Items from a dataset
-- Begin --
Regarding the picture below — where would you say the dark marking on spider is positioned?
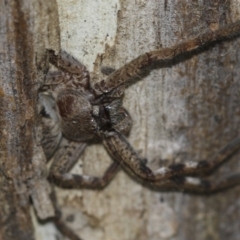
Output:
[39,21,240,240]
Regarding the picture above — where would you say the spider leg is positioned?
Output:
[50,139,119,189]
[94,21,240,93]
[102,130,240,184]
[45,50,90,89]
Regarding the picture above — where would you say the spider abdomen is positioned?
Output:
[57,90,97,141]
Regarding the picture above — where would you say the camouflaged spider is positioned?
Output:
[39,21,240,239]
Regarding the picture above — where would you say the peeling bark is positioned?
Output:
[0,0,240,240]
[52,0,240,240]
[0,0,58,240]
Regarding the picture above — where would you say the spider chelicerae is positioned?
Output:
[39,21,240,239]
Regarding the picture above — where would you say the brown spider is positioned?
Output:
[39,21,240,239]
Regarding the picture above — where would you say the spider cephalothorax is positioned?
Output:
[39,22,240,239]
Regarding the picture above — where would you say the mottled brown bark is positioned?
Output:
[53,0,240,240]
[0,0,58,240]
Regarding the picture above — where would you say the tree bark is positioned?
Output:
[0,0,59,240]
[48,0,240,240]
[0,0,240,240]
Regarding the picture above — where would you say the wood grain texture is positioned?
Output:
[0,0,58,240]
[9,0,240,240]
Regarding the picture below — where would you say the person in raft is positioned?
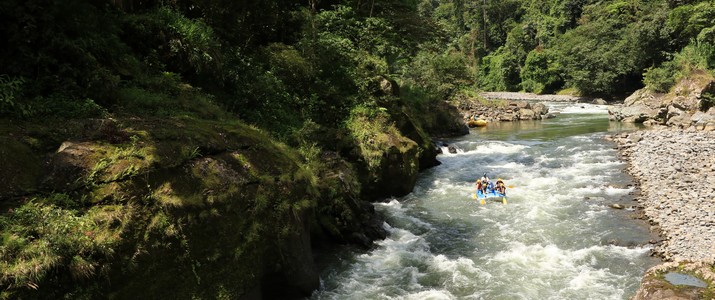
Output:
[477,173,489,195]
[496,178,506,195]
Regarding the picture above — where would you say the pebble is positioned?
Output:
[609,128,715,264]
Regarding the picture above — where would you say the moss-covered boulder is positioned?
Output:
[0,118,319,299]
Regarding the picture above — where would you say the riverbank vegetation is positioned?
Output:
[0,0,715,298]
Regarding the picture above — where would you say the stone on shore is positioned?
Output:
[612,129,715,300]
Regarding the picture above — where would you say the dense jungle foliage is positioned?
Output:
[0,0,715,122]
[0,0,715,298]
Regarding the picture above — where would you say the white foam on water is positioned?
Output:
[313,108,649,300]
[473,141,527,154]
[406,290,455,300]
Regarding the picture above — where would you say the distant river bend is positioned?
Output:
[312,102,658,299]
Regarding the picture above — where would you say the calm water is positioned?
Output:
[312,103,658,299]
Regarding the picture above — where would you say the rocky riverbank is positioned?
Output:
[613,127,715,299]
[454,93,555,123]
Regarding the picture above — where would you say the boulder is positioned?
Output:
[519,109,536,120]
[608,104,659,123]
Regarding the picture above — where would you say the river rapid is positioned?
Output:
[311,103,659,299]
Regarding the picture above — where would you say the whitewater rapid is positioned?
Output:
[312,103,657,299]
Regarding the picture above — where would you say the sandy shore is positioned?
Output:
[613,128,715,264]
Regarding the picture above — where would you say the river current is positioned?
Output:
[311,103,658,299]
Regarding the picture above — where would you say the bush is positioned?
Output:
[520,50,564,94]
[643,63,677,93]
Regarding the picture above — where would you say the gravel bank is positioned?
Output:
[613,128,715,264]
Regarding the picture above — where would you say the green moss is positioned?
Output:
[0,136,42,196]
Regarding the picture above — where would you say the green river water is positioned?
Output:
[311,103,658,299]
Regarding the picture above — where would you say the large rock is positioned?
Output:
[631,262,715,300]
[608,72,715,130]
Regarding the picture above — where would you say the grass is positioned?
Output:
[0,194,131,289]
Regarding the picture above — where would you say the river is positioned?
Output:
-- End --
Given request: Copy every line of the records above word for word, leaving out the pictures.

Exercise solution:
Regarding the picture below — where would you say the dark marking on spider is positioned?
Output:
[39,21,240,240]
Regarding the picture above — where would you say the spider leg is positioned?
Output:
[50,139,119,189]
[94,21,240,93]
[102,130,240,184]
[45,50,90,89]
Regarding the picture above — where would you say the spider abdomen is positioned?
Output:
[57,90,97,141]
Regarding the picture above — where would you say the camouflaged spider is positioned?
Output:
[39,21,240,239]
Regarding the picture above — where would you say the peeling bark is positioned?
Output:
[0,0,240,240]
[52,0,240,240]
[0,0,58,240]
Regarding the picture above — where would you say the spider chelicerae is positioned?
Output:
[39,21,240,239]
Regarding the picture above — where would you say the brown spider is positioned?
Output:
[39,21,240,239]
Regarding the picture above — where would you say the spider cephalothorax is positioned?
Output:
[39,22,240,239]
Regarding the picture above — where would you say the mottled brown bark is positioned?
Output:
[53,0,240,240]
[0,0,58,240]
Regarding the picture above — where would you say the tree bark is positioned?
Output:
[0,0,59,240]
[48,0,240,240]
[0,0,240,240]
Regarding the picture above — where would you say the wood grain texture is positioned?
Output:
[0,0,58,240]
[9,0,240,240]
Regarding the picture below — where would you say the person in raft is positioned?
Output:
[477,173,489,195]
[496,178,506,195]
Regarding the picture above — where would you say the pebble is positioned?
Output:
[609,128,715,264]
Regarding the picture above — where would you say the moss-covered boulder is positioned?
Output:
[0,118,319,299]
Regarding the picture above — where would you say the riverbank vegetation is positioned?
Output:
[0,0,715,298]
Regarding the picture above — where would you say the stone on shore is positioned?
Output:
[612,129,715,300]
Regarding the picture above — where would you say the dense jungle foliage is positioned?
Output:
[0,0,715,122]
[0,0,715,298]
Regarding the picture above — where would you say the white foam on water is positioned?
Output:
[313,108,649,300]
[473,141,527,154]
[406,290,455,300]
Regarding the picture above — where would you say the distant river bend is positioned?
Output:
[312,102,658,299]
Regarding the picture above — where would you say the calm water is positioned?
Output:
[312,103,658,299]
Regarding the picture above — where would you say the rocky riverbank is positioned?
Output:
[613,127,715,299]
[454,93,555,123]
Regarding the picture above — where would you say the boulder is positioned?
Output:
[519,109,536,120]
[608,104,659,123]
Regarding the picture above — where would you say the river rapid is positioned?
Output:
[311,103,659,299]
Regarding the picture above — where would you say the whitewater rapid is positioned?
Output:
[312,103,657,299]
Regarding the picture above — where would you say the sandy shore is positioned?
Output:
[613,128,715,264]
Regarding the picture above — where would you say the river current is positioned?
Output:
[311,103,658,299]
Regarding the picture above — where would you say the bush is positioned?
Output:
[520,50,564,94]
[643,63,677,93]
Regarding the picture above — where would you say the gravel bank is positioned?
Output:
[613,128,715,264]
Regarding the picture above — where would you say the green moss is positioned?
Output:
[0,136,42,196]
Regarding the picture above — where would you say the green river water is positioned?
Output:
[311,103,658,299]
Regarding the picture above — where would you say the large rock is positioned?
Output:
[631,262,715,300]
[608,72,715,130]
Regarding the picture above — where would you say the grass is positioned?
Output:
[0,194,131,289]
Regarding the picture above — where would you say the river is positioned?
Output:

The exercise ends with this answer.